Task brief: Copy the records exactly, every one of them.
--- Task input Enclosed Below ---
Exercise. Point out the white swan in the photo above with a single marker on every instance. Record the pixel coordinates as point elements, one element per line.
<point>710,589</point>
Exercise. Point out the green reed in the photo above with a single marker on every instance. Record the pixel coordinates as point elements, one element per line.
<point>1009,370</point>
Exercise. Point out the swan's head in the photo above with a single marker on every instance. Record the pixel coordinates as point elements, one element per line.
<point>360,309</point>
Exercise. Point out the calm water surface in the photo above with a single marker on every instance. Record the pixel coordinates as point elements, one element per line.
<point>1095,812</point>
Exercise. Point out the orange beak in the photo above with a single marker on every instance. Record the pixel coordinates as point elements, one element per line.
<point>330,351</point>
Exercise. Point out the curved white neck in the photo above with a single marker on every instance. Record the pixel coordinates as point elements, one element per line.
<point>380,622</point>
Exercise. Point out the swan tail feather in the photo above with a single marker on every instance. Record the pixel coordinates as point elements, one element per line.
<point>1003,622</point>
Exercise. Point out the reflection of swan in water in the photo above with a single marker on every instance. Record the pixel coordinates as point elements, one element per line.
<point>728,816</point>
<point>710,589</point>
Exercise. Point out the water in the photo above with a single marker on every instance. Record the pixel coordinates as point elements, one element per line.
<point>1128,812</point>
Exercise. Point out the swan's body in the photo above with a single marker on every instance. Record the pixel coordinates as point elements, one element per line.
--- End of Enclosed Task input ---
Task solution:
Exercise. Point out the white swan in the photo above with a single marker on every instance. Record the pixel coordinates as point elements, one element per line.
<point>710,589</point>
Exercise. Point out the green reed in the photo above with a single marker on every instance. Record the pixel coordinates as point elements, one element per line.
<point>1009,370</point>
Exercise. Point out the swan's head in the photo above with a single marker on every instance. Record the pixel coordinates as point elements, one element per line.
<point>360,309</point>
Exercise. Point out the calm water surface in the photo above with a single marker on every instance. Record the pixel coordinates as point elements, one element per line.
<point>1095,812</point>
Exercise. Point out the orange beak in the photo above with a single marker on every instance. Record the pixel coordinates as point elements, one element per line.
<point>330,351</point>
Exercise. Point out the curved white neck in the photo above with a single marker on every instance. Record the pixel coordinates as point elements, one element per line.
<point>380,622</point>
Exercise. Point out the swan tail feather in the photo above with a single marker on every instance. Record the pixel coordinates as point elements, one element per line.
<point>1003,622</point>
Exercise. Point out the reflection of swan in water in the photo above with a single marker on every instance. Record the pixel coordinates as point elements, one element per line.
<point>728,816</point>
<point>710,589</point>
Exercise. Point out the water in the photo above with a single marker on every instance. Record the pixel coordinates as point elements, one element per line.
<point>1128,812</point>
Exercise. Point out the swan's body in the photo above with a single marker on every instance. Record the pixel coordinates as point elements, one element per line.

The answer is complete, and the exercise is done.